:: Objective ::
Please rewrite all of the data below with every "Teacher note" changed to "Instructor note" and everything else kept the same. Leave the pictures out.
╭─ Recorded data
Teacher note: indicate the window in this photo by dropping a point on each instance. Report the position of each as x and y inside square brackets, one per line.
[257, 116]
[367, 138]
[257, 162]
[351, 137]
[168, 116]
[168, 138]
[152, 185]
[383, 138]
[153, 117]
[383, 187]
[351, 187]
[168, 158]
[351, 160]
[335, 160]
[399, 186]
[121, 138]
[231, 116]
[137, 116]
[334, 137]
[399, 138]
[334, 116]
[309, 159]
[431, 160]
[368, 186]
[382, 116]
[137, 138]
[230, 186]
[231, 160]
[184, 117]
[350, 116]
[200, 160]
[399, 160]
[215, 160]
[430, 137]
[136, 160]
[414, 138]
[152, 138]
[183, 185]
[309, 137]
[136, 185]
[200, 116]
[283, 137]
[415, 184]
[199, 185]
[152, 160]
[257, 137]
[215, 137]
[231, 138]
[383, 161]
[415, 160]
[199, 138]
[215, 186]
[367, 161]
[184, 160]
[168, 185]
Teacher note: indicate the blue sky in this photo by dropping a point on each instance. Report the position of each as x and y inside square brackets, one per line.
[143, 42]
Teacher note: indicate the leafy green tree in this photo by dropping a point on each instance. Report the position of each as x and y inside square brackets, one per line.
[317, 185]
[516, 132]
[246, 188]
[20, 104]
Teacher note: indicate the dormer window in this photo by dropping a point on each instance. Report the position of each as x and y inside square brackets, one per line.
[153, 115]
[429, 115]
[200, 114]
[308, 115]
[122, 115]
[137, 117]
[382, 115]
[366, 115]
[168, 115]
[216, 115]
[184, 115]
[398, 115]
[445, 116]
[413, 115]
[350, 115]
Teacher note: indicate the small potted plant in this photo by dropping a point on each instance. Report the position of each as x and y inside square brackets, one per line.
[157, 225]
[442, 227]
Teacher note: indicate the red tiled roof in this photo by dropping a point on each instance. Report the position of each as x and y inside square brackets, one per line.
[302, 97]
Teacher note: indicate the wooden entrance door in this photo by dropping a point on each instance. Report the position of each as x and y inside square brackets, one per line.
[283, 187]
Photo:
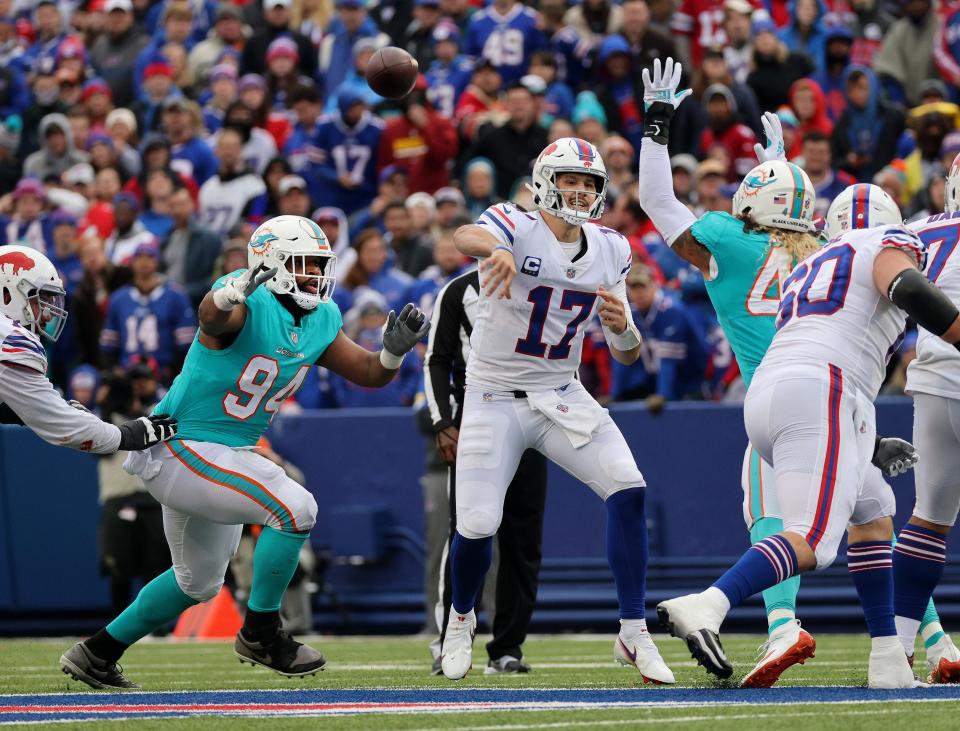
╰─
:: Response ::
Instructor note: indicate the window in this photo by dropping a point on each instance. Report the position of each as x and y inside square brackets, one per line.
[257, 116]
[367, 138]
[257, 162]
[351, 137]
[168, 116]
[168, 138]
[152, 185]
[383, 138]
[153, 117]
[383, 187]
[351, 187]
[168, 158]
[351, 160]
[335, 160]
[399, 186]
[121, 138]
[231, 116]
[137, 116]
[334, 137]
[399, 138]
[334, 116]
[309, 159]
[431, 160]
[368, 186]
[382, 116]
[137, 138]
[230, 186]
[231, 160]
[184, 117]
[350, 116]
[200, 160]
[399, 160]
[215, 160]
[430, 137]
[136, 160]
[414, 138]
[152, 138]
[183, 185]
[309, 137]
[136, 185]
[200, 116]
[283, 137]
[415, 184]
[199, 185]
[152, 160]
[257, 137]
[215, 137]
[231, 138]
[383, 161]
[415, 160]
[199, 138]
[215, 186]
[367, 161]
[184, 160]
[168, 185]
Instructor note: indicate the blue sky in this photo by dropping a point on each instance. Report the position of each as x and y inside square brackets, one per line.
[143, 42]
Instructor note: indicate the leafy green tree in this photo by dropping a point on each instance. Report the position of each as x and y inside square brackets, one per line.
[317, 185]
[516, 132]
[246, 188]
[20, 104]
Instructor note: indicate the dormer window in this photo by dropping a point on each instance. Report the position of each as x and y inside square brackets, one per line.
[153, 115]
[429, 115]
[200, 114]
[308, 115]
[122, 115]
[137, 117]
[382, 115]
[366, 115]
[168, 115]
[216, 115]
[184, 115]
[398, 115]
[445, 116]
[413, 115]
[350, 115]
Instructor note: indicate the small potted plant in this photo by dropping a point on each instance. Report the position of each as x and y inside square brackets, one per line.
[157, 225]
[442, 227]
Instructor note: indicate the red tiled roof in this photo by dropping a point on each instance. Report the position of each as x and y inside square brackets, one per line.
[302, 97]
Instructor note: indicate the wooden entrance door in this photo by dropping a point on each instance. Report the position of each as x and y inside square brackets, one per line.
[283, 187]
Photo:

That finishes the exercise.